### WORK TO COMPLETE
Here are some records; quote them exactly, leaving out the pictures.
---------------
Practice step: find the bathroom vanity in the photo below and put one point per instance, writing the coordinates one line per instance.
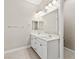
(49, 46)
(45, 45)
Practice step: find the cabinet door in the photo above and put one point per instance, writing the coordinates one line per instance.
(39, 49)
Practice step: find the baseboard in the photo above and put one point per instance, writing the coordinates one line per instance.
(16, 49)
(73, 51)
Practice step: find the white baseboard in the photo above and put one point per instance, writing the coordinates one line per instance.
(16, 49)
(70, 50)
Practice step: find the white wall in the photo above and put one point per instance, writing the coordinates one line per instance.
(50, 24)
(17, 23)
(69, 30)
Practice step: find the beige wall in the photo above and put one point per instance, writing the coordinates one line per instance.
(50, 24)
(69, 30)
(17, 23)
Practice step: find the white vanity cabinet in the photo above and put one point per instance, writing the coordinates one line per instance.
(45, 49)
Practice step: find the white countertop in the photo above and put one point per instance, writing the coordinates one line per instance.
(45, 36)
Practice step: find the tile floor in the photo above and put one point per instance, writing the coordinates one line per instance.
(30, 54)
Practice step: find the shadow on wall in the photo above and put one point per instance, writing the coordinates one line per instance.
(69, 24)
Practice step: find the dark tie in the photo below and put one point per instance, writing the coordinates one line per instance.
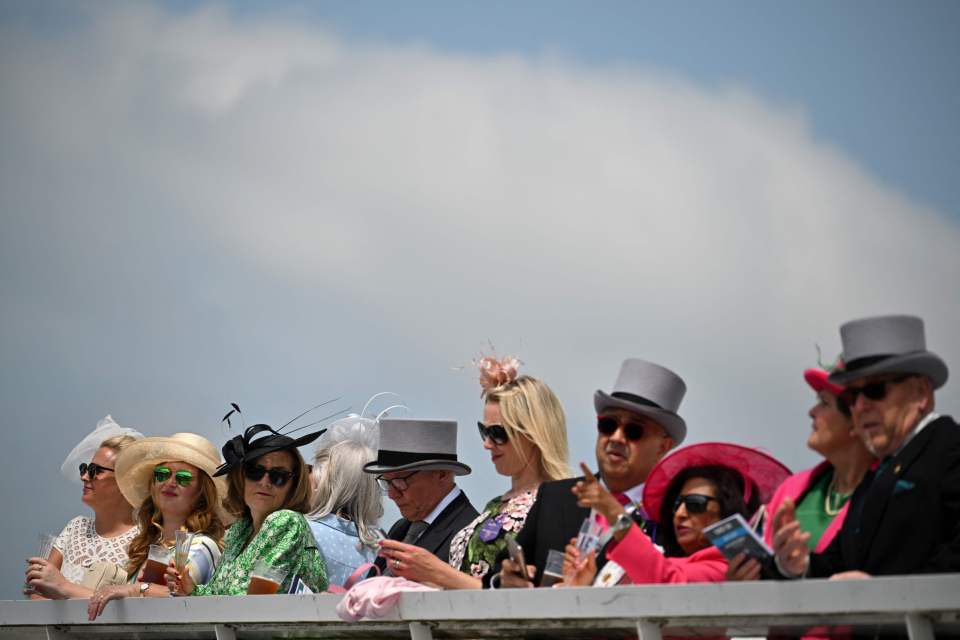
(413, 533)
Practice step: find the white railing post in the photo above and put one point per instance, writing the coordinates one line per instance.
(224, 632)
(648, 630)
(420, 631)
(919, 627)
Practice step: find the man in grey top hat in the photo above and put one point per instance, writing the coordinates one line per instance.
(415, 466)
(637, 424)
(904, 517)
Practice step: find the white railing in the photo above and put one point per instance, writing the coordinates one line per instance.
(918, 606)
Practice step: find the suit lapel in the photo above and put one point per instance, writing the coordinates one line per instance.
(434, 535)
(881, 489)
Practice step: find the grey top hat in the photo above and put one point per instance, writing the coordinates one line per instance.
(887, 344)
(649, 390)
(417, 444)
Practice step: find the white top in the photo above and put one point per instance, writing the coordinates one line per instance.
(450, 497)
(82, 546)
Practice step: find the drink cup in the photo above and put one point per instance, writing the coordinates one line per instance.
(44, 549)
(155, 569)
(181, 552)
(265, 579)
(553, 569)
(46, 545)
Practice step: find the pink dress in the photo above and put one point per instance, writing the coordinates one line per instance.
(646, 564)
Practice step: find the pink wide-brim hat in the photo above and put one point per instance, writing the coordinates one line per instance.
(761, 471)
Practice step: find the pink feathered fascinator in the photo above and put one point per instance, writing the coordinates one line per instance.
(497, 373)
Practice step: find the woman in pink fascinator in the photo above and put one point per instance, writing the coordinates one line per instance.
(524, 430)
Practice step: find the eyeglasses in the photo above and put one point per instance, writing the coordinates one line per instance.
(496, 433)
(873, 391)
(400, 484)
(694, 502)
(632, 430)
(93, 469)
(182, 477)
(278, 475)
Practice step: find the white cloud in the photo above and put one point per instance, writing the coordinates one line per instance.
(590, 213)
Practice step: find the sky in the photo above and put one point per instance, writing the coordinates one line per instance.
(276, 204)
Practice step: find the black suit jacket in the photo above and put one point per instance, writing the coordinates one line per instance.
(906, 518)
(436, 538)
(553, 519)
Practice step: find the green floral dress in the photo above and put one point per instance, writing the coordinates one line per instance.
(474, 548)
(284, 541)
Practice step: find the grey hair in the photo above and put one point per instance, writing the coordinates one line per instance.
(341, 486)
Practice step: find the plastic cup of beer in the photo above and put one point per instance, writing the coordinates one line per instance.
(181, 552)
(553, 569)
(265, 579)
(155, 569)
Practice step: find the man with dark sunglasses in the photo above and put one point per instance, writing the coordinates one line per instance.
(637, 424)
(904, 517)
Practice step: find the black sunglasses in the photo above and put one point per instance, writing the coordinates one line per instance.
(93, 469)
(278, 476)
(631, 430)
(496, 433)
(694, 502)
(873, 391)
(400, 484)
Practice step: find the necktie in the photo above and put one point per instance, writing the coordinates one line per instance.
(414, 532)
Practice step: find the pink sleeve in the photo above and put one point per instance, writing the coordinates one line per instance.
(645, 564)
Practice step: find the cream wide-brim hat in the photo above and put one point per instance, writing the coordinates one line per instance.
(135, 465)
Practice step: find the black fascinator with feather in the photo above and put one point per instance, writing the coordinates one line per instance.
(261, 439)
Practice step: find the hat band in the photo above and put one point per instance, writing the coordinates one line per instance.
(629, 397)
(865, 361)
(388, 458)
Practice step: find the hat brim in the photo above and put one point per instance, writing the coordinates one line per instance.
(458, 468)
(762, 469)
(674, 425)
(258, 452)
(135, 467)
(919, 363)
(818, 381)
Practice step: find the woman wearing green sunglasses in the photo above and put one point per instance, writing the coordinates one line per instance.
(170, 482)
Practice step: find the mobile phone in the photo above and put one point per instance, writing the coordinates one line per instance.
(516, 556)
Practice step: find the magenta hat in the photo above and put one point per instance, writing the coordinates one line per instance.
(761, 471)
(817, 379)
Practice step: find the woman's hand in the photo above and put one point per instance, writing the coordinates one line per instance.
(789, 541)
(578, 570)
(511, 578)
(412, 562)
(179, 584)
(592, 495)
(44, 577)
(103, 595)
(743, 568)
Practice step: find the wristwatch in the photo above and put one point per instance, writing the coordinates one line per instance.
(622, 524)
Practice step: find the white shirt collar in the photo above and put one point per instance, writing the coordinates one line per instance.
(447, 499)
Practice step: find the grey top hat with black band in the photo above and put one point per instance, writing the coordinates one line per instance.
(650, 390)
(407, 444)
(887, 344)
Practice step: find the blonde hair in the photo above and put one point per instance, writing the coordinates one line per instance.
(530, 410)
(202, 519)
(342, 487)
(118, 443)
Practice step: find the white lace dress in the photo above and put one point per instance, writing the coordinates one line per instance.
(82, 546)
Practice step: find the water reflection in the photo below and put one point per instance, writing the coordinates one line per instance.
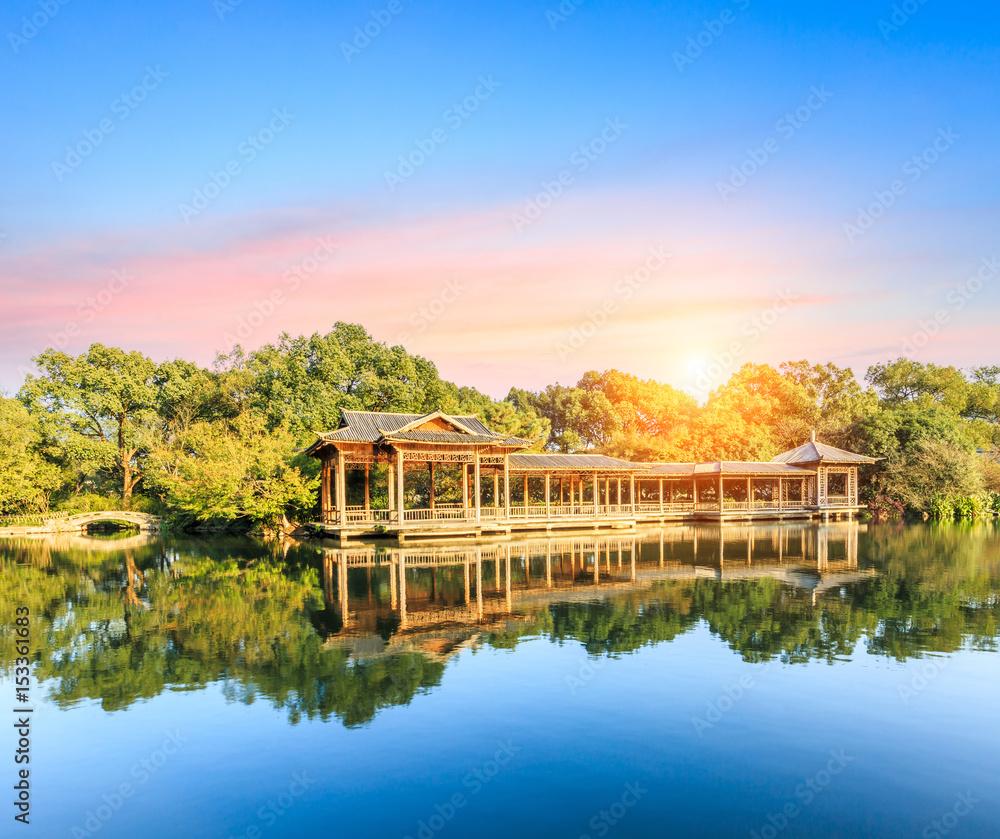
(344, 633)
(391, 592)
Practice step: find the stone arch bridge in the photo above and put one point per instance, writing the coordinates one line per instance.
(78, 523)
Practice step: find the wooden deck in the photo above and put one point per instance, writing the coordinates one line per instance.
(456, 522)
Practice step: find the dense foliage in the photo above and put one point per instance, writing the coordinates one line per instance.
(219, 446)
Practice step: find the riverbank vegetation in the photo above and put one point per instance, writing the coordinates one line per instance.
(219, 447)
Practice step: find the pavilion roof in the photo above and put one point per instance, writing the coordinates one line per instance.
(378, 427)
(728, 467)
(813, 452)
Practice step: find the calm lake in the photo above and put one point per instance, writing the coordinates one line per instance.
(831, 680)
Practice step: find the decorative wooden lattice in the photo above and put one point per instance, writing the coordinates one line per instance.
(439, 457)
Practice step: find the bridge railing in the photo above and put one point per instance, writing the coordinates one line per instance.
(32, 519)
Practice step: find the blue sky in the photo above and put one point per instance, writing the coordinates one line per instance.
(545, 79)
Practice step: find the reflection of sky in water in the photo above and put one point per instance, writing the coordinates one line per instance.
(720, 743)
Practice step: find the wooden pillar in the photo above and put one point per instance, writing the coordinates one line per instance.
(400, 480)
(507, 555)
(506, 489)
(478, 490)
(342, 489)
(392, 582)
(324, 492)
(402, 567)
(479, 582)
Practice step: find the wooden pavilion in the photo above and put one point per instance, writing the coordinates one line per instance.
(441, 475)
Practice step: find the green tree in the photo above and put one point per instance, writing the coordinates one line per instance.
(234, 470)
(27, 477)
(100, 406)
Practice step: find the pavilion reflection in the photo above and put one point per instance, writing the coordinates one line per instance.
(400, 593)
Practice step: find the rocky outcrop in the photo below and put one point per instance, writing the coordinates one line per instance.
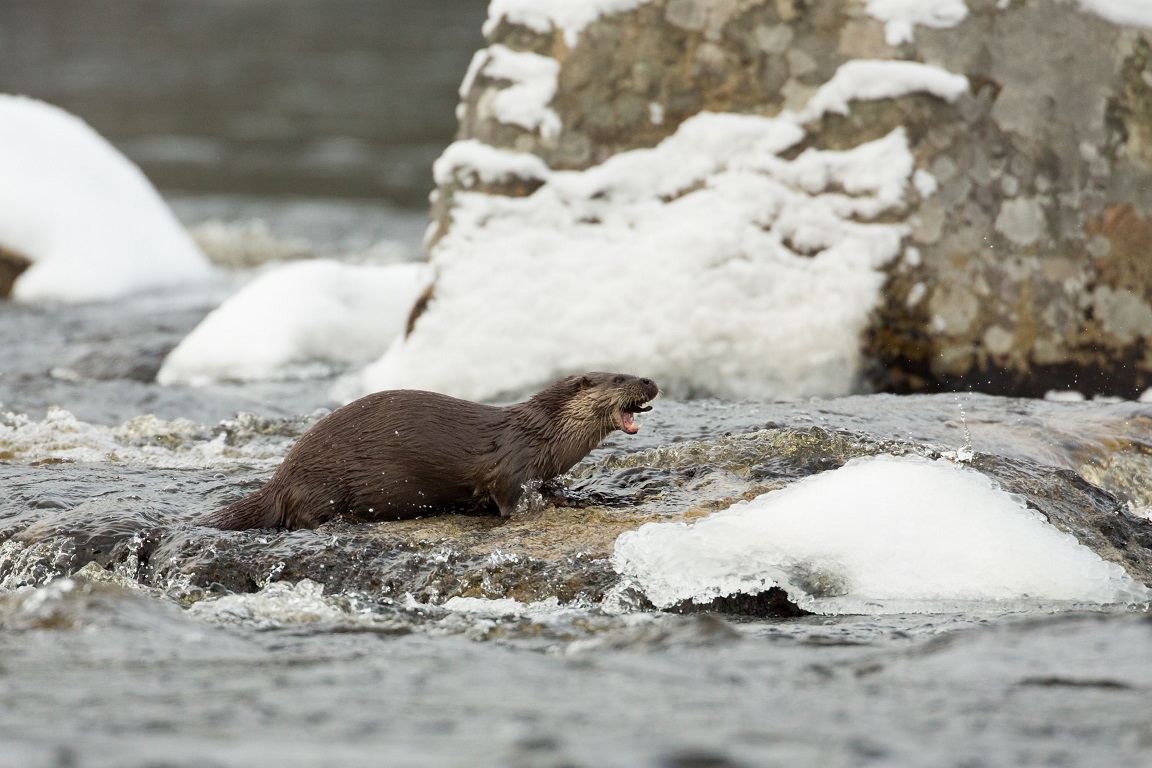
---------------
### WRITTEN SOLUTION
Practice step: find the bathroom vanity in the photo below and put one point per instance, writing the coordinates one line per instance.
(49, 46)
(45, 45)
Practice step: find the cabinet door in the photo above and put one point per instance, writing the coordinates one line per instance.
(39, 49)
Practice step: find the baseboard in the photo above and put one point per instance, writing the coordinates one line per instance.
(16, 49)
(73, 51)
Practice step: find the white baseboard in the photo above and put one point per instance, writing the coordinates one line per instance.
(16, 49)
(70, 50)
Practice step: find the white wall in the photo above and put one point per instance, writing the coordinates one line per instance.
(50, 24)
(17, 23)
(69, 30)
Practice step: find the beige wall in the photo above and put one point per instance, writing the coordinates one line per instance.
(50, 24)
(69, 30)
(17, 23)
Practice step: find the white vanity cabinet in the photo above and put one point per instance, writing the coordinates one line per instance.
(45, 49)
Practice step: find the white countertop in the photo above and put one point per instance, writing the coordinates one line per instance.
(45, 36)
Practice step: find the tile floor in the photo above and put one point per instance, writing the coordinates one line per instance.
(30, 54)
Practice step: find the shadow on wall in the photo above and put one point per instance, writing the coordinates one line per instance.
(69, 24)
Practice step: find the dark tie in the photo below and put one point per instance, writing the coordinates one line per instance.
(413, 533)
Practice step: find the white railing post in the photo above and put one point per instance, writing the coordinates one line per instance.
(224, 632)
(648, 630)
(420, 631)
(919, 627)
Practice step: find the man in grey top hat in the photo above and put one point per instance, writing the coordinates one line per instance.
(415, 466)
(637, 424)
(904, 517)
Practice step: find the white railing in the photo above and put one point per instance, writing the coordinates one line per instance.
(918, 606)
Practice step: find the suit lapel in the photo above and put one point per instance, writing the coordinates one line per instance.
(434, 535)
(881, 489)
Practice step: find the grey top hat in the photo above and put one point per instance, writing the coordinates one line per instance.
(887, 344)
(649, 390)
(417, 444)
Practice step: find the white top in the photo above and put one point per instance, writing the coordinates one line per instance.
(450, 497)
(82, 546)
Practice step: find the drink cup in the photo above and put one point per instance, writing the coordinates one line per instance.
(44, 549)
(155, 569)
(181, 552)
(265, 579)
(553, 569)
(46, 545)
Practice step: find the pink dress in the photo above and put one point per instance, writing the coordinates one line per instance.
(646, 564)
Practice step: find the pink wide-brim hat in the photo above and put one point per instance, writing the coordinates one line per instance.
(761, 471)
Practice step: find the pink feathered fascinator in the photo above and put one point per instance, writing the coordinates one line per instance.
(497, 373)
Practice step: find the woman in pink fascinator in the photo above and put one point per instance, writing the coordinates one line per instance.
(524, 430)
Practice step: find the eyeglasses in the photo above and put one point per instance, writing the coordinates one line per instance.
(496, 433)
(873, 391)
(400, 484)
(694, 502)
(632, 430)
(93, 469)
(182, 477)
(278, 475)
Practice step: find the white cloud in the photo above and put one point per instance, writing the coordinates one line per instance.
(590, 213)
Practice step: find the sky in the photo above and put one point per instance, writing the coordinates one line per instance.
(276, 204)
Practice step: find the black suit jacket in the photo above and put one point per instance, writing the coordinates one line per instance.
(906, 518)
(436, 538)
(553, 519)
Practice step: find the green floral dress in the photo above and put one point per instance, writing the coordinates one line per instance.
(474, 548)
(284, 541)
Practice step: find the grey hair in the photo above and put one point per instance, writing the coordinates one line per instance.
(341, 486)
Practice step: find the plastic cup of beer in the photo above and put one point per instance, writing the coordinates one line per instance.
(181, 552)
(553, 569)
(265, 579)
(155, 569)
Practice step: find the man with dark sunglasses in the photo above and put one point per instance, writing the coordinates one line per instance.
(637, 424)
(904, 517)
Practice step: find the black sunglasses in the photo above and put one point per instance, writing the coordinates one line per instance.
(93, 469)
(278, 476)
(631, 430)
(496, 433)
(694, 502)
(873, 391)
(400, 484)
Practice step: find the necktie in the photo above and put one point per instance, writing the coordinates one line per instance.
(414, 532)
Practice step: find the pink sleeve in the photo above and put one point per instance, writing the coordinates one line per instance.
(645, 564)
Practice step: find the cream wide-brim hat in the photo above and put one point per instance, writing the coordinates one line per instance.
(135, 465)
Practice step: find the black fascinator with feather in the photo above and put one point per instance, writing the coordinates one line per instance.
(261, 439)
Practice step: find the hat band in the photo above and put one point per instance, writing the coordinates one line per instance.
(629, 397)
(865, 361)
(388, 458)
Practice step: find the hat brim in the photo above and put one point per instance, writing the coordinates one line per instance.
(458, 468)
(762, 469)
(674, 425)
(258, 452)
(135, 467)
(919, 363)
(818, 381)
Practice step: find the woman wearing green sunglasses in the photo above and put one point per instance, writing the coordinates one line per instance.
(170, 482)
Practice step: find the mobile phone in the photo above and put one point per instance, writing the coordinates one line per instance.
(516, 556)
Practice step: find the magenta hat in the photo above and put one point per instance, writing the coordinates one line per instance.
(761, 471)
(817, 379)
Practice step: find the woman's hand in the photo above and put one point per instance, writing the coordinates one line per instance.
(789, 541)
(578, 570)
(511, 578)
(412, 562)
(179, 584)
(592, 495)
(44, 577)
(103, 595)
(743, 568)
Practice step: find the wristwatch in the photo above and put one point per instance, writing the coordinates one line per instance.
(622, 524)
Practice step: find the white shirt collar in the photo above and put one point per instance, writing the coordinates one line per instance.
(447, 499)
Practice step: find the grey top hat with black band in the photo above and put one point per instance, writing the coordinates one line per instance.
(650, 390)
(407, 444)
(887, 344)
Practice step: find the blonde hair in the photo above and put one point per instance, writing the coordinates one line per instance.
(530, 410)
(202, 519)
(342, 487)
(118, 443)
Practice step: find the white lace dress in the photo above and put one point per instance, writing the coordinates one line per instance.
(82, 546)
Practice step: find the water reflection in the photo below and put one point per instance, writing the coordinates one line per instance.
(344, 633)
(391, 592)
Practice step: find the stone arch bridge in the photo above and put one point per instance, writing the coordinates one line per instance.
(78, 523)
Practice step: find the wooden deck in the photo above and put one point per instance, writing the coordinates one line per instance.
(456, 522)
Practice step: find the dense foliage in the photo above and put one point per instance, writing the coordinates one line per instance.
(219, 446)
Practice step: find the riverbank vegetation in the photo above and put one point per instance, writing the coordinates one line per instance.
(219, 447)
Practice step: find the pavilion roof in the photo above and put one point per instance, writing the coordinates one line per instance.
(378, 427)
(728, 467)
(813, 452)
Practice step: find the calm lake in the photo above and put one point per instance, writing the coordinates one line per instance.
(831, 680)
Practice step: find the decorative wooden lattice in the photo above and put one point per instance, writing the coordinates one line per instance.
(439, 457)
Practice step: find the bridge railing in the photo above and put one point per instance, writing the coordinates one line per instance.
(32, 519)
Practice step: find the blue sky in the photo above and put one point per instance, writing the coordinates one line per instance.
(545, 79)
Practice step: find the reflection of sky in water in the photo above and put one point per instance, writing the coordinates one line per instance.
(720, 743)
Practice step: find the wooden pillar in the photo above and put one point per instance, writing the coordinates one line per instance.
(400, 480)
(507, 555)
(506, 489)
(478, 490)
(342, 489)
(392, 582)
(324, 492)
(402, 567)
(479, 582)
Practice step: find the wooden pavilion in the photo above and put one point per instance, writing the coordinates one line per instance.
(441, 475)
Practice step: find the green tree in the photo above and put one point per instance, writing the coordinates one line per instance.
(234, 470)
(27, 477)
(100, 406)
Practice step: find the pavilion reflection in the photo above and put one point per instance, writing the coordinates one line per instance.
(400, 593)
Practice step: find the rocky outcrop in the photo below and put one point per instance, writing the coordinates one line per instance.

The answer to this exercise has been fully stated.